WHAT TO DO =
**A.** In the text about the Amazon rainforest fire, how many fires does Mike Barrett say Brazil has seen this year?
**B.** Continue the text about the Amazon rainforest fire from where it stops.

--- READING TEXT Enclosed Below ---

Amazon rainforest fire: Horrific Brazilian blaze 'emergency' nearing 'tipping point'

Brazil’s Amazon rainforest has seen a record number of fires this year, with smoke believed to have travelled thousands of miles to disrupt nearby cities. Shocking videos have revealed the horrific extent of the blaze which is continuing to ravage the region, destroying huge areas of land. Speaking to Sky News, Mike Barrett, the Science and Conservation director at WWF, warned about the consequences of the inferno, and claimed the fire “emergency” was pushing the delicate eco-system towards the “tipping point”.

He said: “The Amazon is the lungs of the planet. We have seen 70,000 fires in Brazil, just this year.

“That is double what we saw last year. We have seen 1,000 square kilometres of fire just this month which is the equivalent to the size of an English county.

“We have seen smoke from the fires blacking out Sao Paulo earlier this week, despite the fact it is 3,000 kilometres away, to give you an idea of the scale of what is going on.

“What we are seeing here, these fires, this is just a symptom of what is a broader assault on the Amazon.

--- End of Enclosed READING TEXT ---
--- INFORMATION GIVEN Enclosed Below ---

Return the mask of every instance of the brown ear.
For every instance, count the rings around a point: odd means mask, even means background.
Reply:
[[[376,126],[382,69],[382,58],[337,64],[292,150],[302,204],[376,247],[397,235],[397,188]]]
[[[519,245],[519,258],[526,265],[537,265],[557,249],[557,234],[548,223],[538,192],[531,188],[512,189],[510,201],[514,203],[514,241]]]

--- End of Enclosed INFORMATION GIVEN ---

ACTIVITY ANSWERS =
**A.** 70,000 fires.

**B.**
“It is absolutely tragic because we are seeing decades of progress towards tackling deforestation in the Amazon, and we are seeing this unravelling at a really alarming speed.”

READ MORE: Amazon fires: Terrifying NASA satellite images reveal inferno

He added: “This matters for a number of reasons. This matters at a local scale, because the first victims of this deforestation are usually the local communities and the indigenous peoples who are displaced from that land.

“It matters at a planetary scale. Because if we lose the Amazon, there is almost no way we can achieve the objectives of the Paris Agreement.

“We cannot avoid dangerous climate change if the Amazon is gone.

“We know we have already lost 20 percent of the Amazon. Scientists are telling us if we lose just under five percent the Amazon reaches a tipping point, it has had it.

Brazilian President Jair Bolsonaro said on Thursday that the government lacks the resources to fight wildfires in the Amazon rainforest.

Ricardo Mello, head of the World Wide Fund for Nature (WWF) Amazon Programme, said the fires were “a consequence of the increase in deforestation seen in recent figures”.

Meteorologist Eric Holthaus tweeted: “Smoke from the fires currently burning in the Amazon rainforest is covering about half of Brazil. We are in a climate emergency.”

The fires in the Amazon rainforest appear to have increased recently with a reported 9,500 fires since last Thursday.